A federal judge in San Francisco has ruled that artificial intelligence company Anthropic did not violate US copyright law by using copyrighted books to train its AI system, in a landmark decision that could set a precedent for the future of generative AI.
In a decision delivered late Monday, US District Judge William Alsup sided with Anthropic, declaring that the company’s use of books by authors Andrea Bartz, Charles Graeber, and Kirk Wallace Johnson to train its Claude large language model was protected under the legal doctrine of fair use.
“Like any reader aspiring to be a writer, Anthropic’s LLMs trained upon works not to race ahead and replicate or supplant them — but to turn a hard corner and create something different,” Alsup noted.
The ruling marks the first major legal interpretation of fair use in the context of generative AI training, a central issue in ongoing lawsuits against AI developers. Dozens of copyright owners — including authors, artists, and media companies — have sued companies like OpenAI, Meta, Microsoft, and Anthropic, alleging their copyrighted work was used without permission or compensation.
While Judge Alsup upheld Anthropic’s argument that training an AI model on copyrighted texts constitutes a transformative use, he drew the line at how the material was stored. He ruled that Anthropic’s storage of entire books in a central database violated copyright protections and did not fall under fair use.
The lawsuit, filed last year by the authors, accused Anthropic of using pirated digital copies of their work without licensing agreements. Anthropic, backed by tech giants Amazon and Alphabet, had argued that its model did not replicate the books, but instead analysed them to extract patterns and general insights that fuel the development of novel, AI-generated content.

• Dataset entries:
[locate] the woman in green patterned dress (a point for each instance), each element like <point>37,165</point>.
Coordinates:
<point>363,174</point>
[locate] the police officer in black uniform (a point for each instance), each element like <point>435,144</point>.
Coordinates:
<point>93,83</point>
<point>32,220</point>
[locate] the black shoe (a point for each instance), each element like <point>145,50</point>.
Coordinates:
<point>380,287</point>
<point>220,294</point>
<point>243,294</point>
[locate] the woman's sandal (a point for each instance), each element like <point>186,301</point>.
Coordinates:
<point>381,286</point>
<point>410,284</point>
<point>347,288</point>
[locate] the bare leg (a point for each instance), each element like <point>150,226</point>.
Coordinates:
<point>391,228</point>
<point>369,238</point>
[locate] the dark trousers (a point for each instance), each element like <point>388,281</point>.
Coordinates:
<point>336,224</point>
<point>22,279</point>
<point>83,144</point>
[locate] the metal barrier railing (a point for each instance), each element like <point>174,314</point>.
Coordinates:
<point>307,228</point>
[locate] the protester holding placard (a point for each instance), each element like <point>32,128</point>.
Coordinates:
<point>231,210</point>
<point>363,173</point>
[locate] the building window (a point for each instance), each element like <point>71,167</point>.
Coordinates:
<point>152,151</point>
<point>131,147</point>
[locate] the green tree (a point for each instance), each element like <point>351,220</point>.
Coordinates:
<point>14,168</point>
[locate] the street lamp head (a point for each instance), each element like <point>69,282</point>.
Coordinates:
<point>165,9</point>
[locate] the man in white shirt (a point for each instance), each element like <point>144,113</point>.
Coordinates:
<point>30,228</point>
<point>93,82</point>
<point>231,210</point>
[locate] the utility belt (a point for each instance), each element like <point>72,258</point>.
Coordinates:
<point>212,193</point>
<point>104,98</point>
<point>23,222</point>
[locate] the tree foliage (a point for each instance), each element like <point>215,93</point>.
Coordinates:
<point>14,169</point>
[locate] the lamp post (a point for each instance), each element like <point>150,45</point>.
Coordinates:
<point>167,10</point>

• Work task 1:
Answer these questions using the news report on the Anthropic copyright ruling above.
(a) Which US District Judge delivered the decision?
(b) Which two tech giants back Anthropic?
(c) What practice of Anthropic's did the judge rule was not fair use?
• Work task 2:
Carry the news report on the Anthropic copyright ruling forward, starting right after its last sentence.

• Response 1:
(a) William Alsup
(b) Amazon and Alphabet
(c) Storing entire books in a central database

• Response 2:
The company told the court that US copyright law “not only allows, but encourages” the kind of transformative training its models perform, claiming that the practice promotes human creativity and innovation.
“The system copied the books to study the plaintiffs’ writing, extract uncopyrightable information from it, and use what it learned to create revolutionary technology,” Anthropic stated in its defence.
The decision has wide-reaching implications for the AI industry, which relies on vast amounts of data — including copyrighted material — to train increasingly powerful models. A ruling against fair use could have forced companies to license or pay for every work used, dramatically reshaping business models and potentially stalling innovation.
For now, Judge Alsup’s ruling offers breathing room for AI developers. However, legal experts caution that the debate over how copyright law applies to artificial intelligence is far from over — and likely to make its way to higher courts in the near future.
Spokespeople for Anthropic and the authors’ legal teams have not yet responded to requests for comment.